# TEXT SECTION
____________
My paternal grandmother remains a mystery to me and all I know from personal experience is she liked fishing.
During my adolescent summers, I would watch some relative drop her off at the driveway around our ranch. She arrived in long sleeves, long pants, and a scarf about her head. Fishing pole in hand, she took off on the quarter mile dirt road to the river. Small in stature, she disappeared into the tall grasses before reaching the river channel.
On her way, she never stopped by our house to say “hello,” but sometimes when my father was out working around the ranch or in adjacent fields they would linger together for a bit, lean in, and exchange a few words in Czech.
In the ensuing years delivering me from adolescence to being a grandmother myself, I have speculated. But in truth, I will never know what made my grandmother’s heart sing, what caused her to cry, what secrets she kept from whom, what parts of her body ached as she aged, and what dreams she fulfilled by coming to America. All I have are the hard facts of her journey.
She began life as Barbara Fedinec in a small village called Gajdos, in the Austro-Hungarian Empire. Born on January 10, 1884, at age 16 she left the familiar to join other emigrants in search of luck in America. Without money, unable to write Czech or speak English, she was nevertheless, strong, able to work, and apparently enterprising because she obligated herself as an indentured servant to a Pennsylvania road house in exchange for her passage.
In 1900, Charles Kowach also emigrated to Pennsylvania to work in the coal mines. Barbara knew Charles from a neighboring village back home and after meeting in America, he paid off her indentured servitude, freeing her to become his wife. Two years later they married, she took his last name, and they started a family.
Before her bridled duties weighed her down, she sailed back once to Gajdos with her first baby Mary and while there gave birth to her second daughter, Anna. She returned to Charles in Pennsylvania, and by the time Anna was two, they celebrated the birth of their first son, Mike.
Drawn by news of immigrants claiming fertile land under the Homestead Act, Charles decided to move the family to Colorado in hopes of staking a claim. But the transitory years living in ugly houses without adequate accommodations required unsung resilience and strength.
There was one storied house that became forever etched in the family history. The five of them were living in a dwelling that was half blacksmith shop and half living quarters. There Barbara had given birth to their fourth child. One day in February while Charles was away and Barbara at the neighbors borrowing a wash tub, the house caught on fire. The three older children escaped with minor burns, but the infant died inside while neighbors restrained Barbara from rushing into the flames after him. Everything was lost and the family had to rely on the neighbors’ good will to make it through the winter.
____________
# DATA SECTION
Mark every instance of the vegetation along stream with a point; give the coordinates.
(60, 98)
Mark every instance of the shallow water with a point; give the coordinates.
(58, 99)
____________
# TASK DETAILS
Please translate this sentence from the text about the grandmother into Spanish: "Everything was lost and the family had to rely on the neighbors’ good will to make it through the winter."

# SOLUTION TO THE EXERCISE
Todo se perdió y la familia tuvo que depender de la buena voluntad de los vecinos para pasar el invierno.